### SUPPLIED MATERIAL ###

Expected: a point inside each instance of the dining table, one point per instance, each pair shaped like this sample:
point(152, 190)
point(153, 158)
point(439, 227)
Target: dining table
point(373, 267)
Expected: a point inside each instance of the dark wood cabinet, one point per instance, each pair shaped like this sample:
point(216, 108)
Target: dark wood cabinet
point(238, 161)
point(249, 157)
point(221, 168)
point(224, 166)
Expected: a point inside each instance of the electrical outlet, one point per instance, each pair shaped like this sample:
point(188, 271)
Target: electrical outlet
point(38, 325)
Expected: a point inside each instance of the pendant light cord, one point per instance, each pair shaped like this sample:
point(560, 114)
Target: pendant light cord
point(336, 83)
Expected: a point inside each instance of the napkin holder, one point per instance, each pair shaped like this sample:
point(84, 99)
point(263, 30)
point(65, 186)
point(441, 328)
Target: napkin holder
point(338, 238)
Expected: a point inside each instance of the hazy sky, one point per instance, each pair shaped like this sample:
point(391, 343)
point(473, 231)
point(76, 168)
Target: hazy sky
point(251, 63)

###
### SUPPLIED MATERIAL ###

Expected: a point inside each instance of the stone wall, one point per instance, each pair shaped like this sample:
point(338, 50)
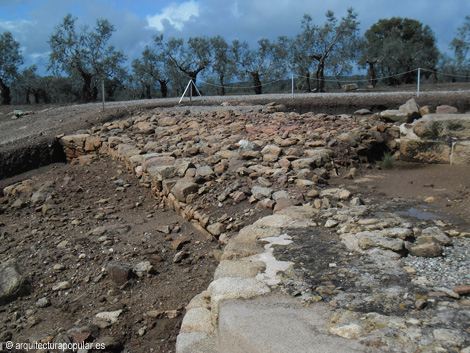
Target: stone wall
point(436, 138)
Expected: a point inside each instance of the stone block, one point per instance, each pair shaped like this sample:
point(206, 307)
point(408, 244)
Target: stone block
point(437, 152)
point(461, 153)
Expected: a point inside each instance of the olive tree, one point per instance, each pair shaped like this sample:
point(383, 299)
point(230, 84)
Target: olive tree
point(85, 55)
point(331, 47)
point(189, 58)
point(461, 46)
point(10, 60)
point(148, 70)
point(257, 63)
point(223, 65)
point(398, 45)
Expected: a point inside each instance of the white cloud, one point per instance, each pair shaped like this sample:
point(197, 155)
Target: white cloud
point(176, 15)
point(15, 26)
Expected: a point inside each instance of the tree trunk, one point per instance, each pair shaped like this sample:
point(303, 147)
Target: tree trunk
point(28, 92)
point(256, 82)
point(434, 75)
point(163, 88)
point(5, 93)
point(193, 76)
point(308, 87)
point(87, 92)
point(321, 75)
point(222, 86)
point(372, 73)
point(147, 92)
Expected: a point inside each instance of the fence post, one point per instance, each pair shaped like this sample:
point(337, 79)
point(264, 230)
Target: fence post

###

GOAL
Please duplicate the records verbatim, beginning at the line that contains "Expected: a point inside each instance of the tree" and stopping after the line that contains "point(222, 86)".

TASK RESULT
Expected: a point inside each instance of the tree trunk, one point per instance, each pair shaped like this sample:
point(303, 147)
Target: tree trunk
point(28, 92)
point(256, 82)
point(434, 75)
point(163, 88)
point(5, 93)
point(193, 76)
point(308, 87)
point(87, 92)
point(321, 75)
point(222, 86)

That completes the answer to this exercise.